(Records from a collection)
__________
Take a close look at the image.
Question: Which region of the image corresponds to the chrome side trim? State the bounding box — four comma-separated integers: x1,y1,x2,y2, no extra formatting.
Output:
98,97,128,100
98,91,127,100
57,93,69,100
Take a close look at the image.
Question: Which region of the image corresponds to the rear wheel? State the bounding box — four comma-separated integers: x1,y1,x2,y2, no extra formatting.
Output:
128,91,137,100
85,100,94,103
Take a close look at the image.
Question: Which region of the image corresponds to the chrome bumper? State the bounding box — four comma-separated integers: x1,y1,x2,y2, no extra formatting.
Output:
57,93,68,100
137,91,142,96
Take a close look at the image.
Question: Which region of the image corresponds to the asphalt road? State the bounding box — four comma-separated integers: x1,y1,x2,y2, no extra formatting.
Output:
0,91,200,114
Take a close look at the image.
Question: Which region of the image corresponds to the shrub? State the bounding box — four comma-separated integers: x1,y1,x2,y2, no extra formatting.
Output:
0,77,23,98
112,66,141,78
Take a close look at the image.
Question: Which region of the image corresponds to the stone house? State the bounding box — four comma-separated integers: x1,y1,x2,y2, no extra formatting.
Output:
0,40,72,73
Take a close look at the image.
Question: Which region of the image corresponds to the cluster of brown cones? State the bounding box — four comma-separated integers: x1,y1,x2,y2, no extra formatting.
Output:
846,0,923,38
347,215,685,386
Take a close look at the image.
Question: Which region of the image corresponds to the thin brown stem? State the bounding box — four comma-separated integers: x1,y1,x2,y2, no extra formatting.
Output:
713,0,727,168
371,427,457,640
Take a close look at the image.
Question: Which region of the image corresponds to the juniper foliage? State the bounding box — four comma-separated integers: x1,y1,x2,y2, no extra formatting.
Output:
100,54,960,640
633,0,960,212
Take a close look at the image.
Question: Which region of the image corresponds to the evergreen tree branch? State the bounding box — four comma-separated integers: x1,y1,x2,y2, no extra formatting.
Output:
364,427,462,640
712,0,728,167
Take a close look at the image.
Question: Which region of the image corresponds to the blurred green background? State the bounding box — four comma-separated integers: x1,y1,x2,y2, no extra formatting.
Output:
__________
* TASK TO COMPLETE: Convert the records into a Markdown table with the columns Row and Line, numbering each non-blank line in order and leaving out blank lines.

* SOLUTION BELOW:
| Row | Line |
|---|---|
| 1 | Take a close look at the image. |
| 2 | Question: Which region of the image corresponds to the chrome side trim? State the bounding box — four comma-separated integers: x1,y1,x2,y2, no extra formatting. |
| 3 | Output: |
| 4 | 98,97,128,100 |
| 5 | 98,91,127,100 |
| 6 | 57,93,69,100 |
| 7 | Take a close look at the image. |
| 8 | Question: Which region of the image corresponds to the rear wheel? State the bounding box — four comma-separated integers: x1,y1,x2,y2, no extra formatting. |
| 9 | Output: |
| 10 | 128,91,137,100 |
| 11 | 85,100,94,103 |
| 12 | Take a close look at the image. |
| 13 | Question: Which region of the image corresponds to the chrome bumper? State the bounding box — four comma-separated integers: x1,y1,x2,y2, no extra formatting. |
| 14 | Output: |
| 15 | 57,93,68,100 |
| 16 | 137,91,142,96 |
| 17 | Take a close look at the image. |
| 18 | Question: Which region of the image corresponds to the asphalt road? State the bounding box — four comma-separated integers: x1,y1,x2,y2, no extra formatting. |
| 19 | Output: |
| 20 | 0,91,200,114 |
| 21 | Take a close look at the image. |
| 22 | Question: Which region of the image corresponds to the shrub? State the bounding box — four comma-separated integers: x1,y1,x2,y2, no extra formatting. |
| 23 | Output: |
| 24 | 0,77,23,98 |
| 25 | 112,66,141,78 |
| 26 | Take a close look at the image. |
| 27 | Question: Which region of the image corresponds to the stone house? State the bounding box — four comma-separated integers: x1,y1,x2,y2, no extra formatting. |
| 28 | Output: |
| 29 | 0,40,72,73 |
| 30 | Take a close look at the image. |
| 31 | Question: Which region of the image corresponds to the cluster of brown cones? State the bounding box — four comma-separated integers: x1,y1,x2,y2, no extra formatting. |
| 32 | Output: |
| 33 | 846,0,923,38 |
| 34 | 347,215,685,386 |
| 35 | Take a close look at the image. |
| 36 | Question: Which region of the image corresponds to the thin brown stem? State the bounding box — four comma-separated integers: x1,y1,x2,y2, no extra formatting. |
| 37 | Output: |
| 38 | 713,0,727,168 |
| 39 | 371,427,457,640 |
| 40 | Take a close look at the image. |
| 41 | Question: Which region of the image corresponds to the juniper foliage? State the bounding box — four comma-separated integers: x1,y1,x2,y2, no extra formatting. |
| 42 | Output: |
| 43 | 100,54,960,640 |
| 44 | 633,0,960,212 |
| 45 | Take a close look at the image. |
| 46 | Question: Which region of the image corresponds to the evergreen tree branch? State the bounding box — four comma-separated integers: x1,y1,x2,y2, no extra formatting. |
| 47 | Output: |
| 48 | 364,427,462,640 |
| 49 | 712,0,728,167 |
| 50 | Take a close look at the image. |
| 51 | Question: Which region of the image corresponds to the blurred green background? State the bounding box — four comma-separated integers: x1,y1,x2,y2, no extra formatting. |
| 52 | Output: |